_Task prompt_:
Retype every line of the records below with no changes.

_Task inputs_:
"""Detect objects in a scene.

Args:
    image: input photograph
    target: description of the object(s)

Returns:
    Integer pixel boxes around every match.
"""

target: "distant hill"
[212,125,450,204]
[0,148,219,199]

_Final result_:
"""Detect objects in a scene.

Args:
    image: input photograph
    target: description of the object(s)

Returns:
    Integer pixel boxes around every match.
"""

target: "distant hill"
[212,125,450,204]
[0,148,219,199]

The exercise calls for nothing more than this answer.